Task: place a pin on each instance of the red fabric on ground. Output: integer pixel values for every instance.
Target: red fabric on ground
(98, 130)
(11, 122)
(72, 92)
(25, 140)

***

- **Exercise aim**: Please copy out every entry exactly, with nothing omitted.

- **Answer section**:
Task: place a pin on each instance of the red fabric on ground. Output: integer pixel values for every instance.
Target: red fabric on ground
(98, 130)
(11, 122)
(72, 92)
(25, 140)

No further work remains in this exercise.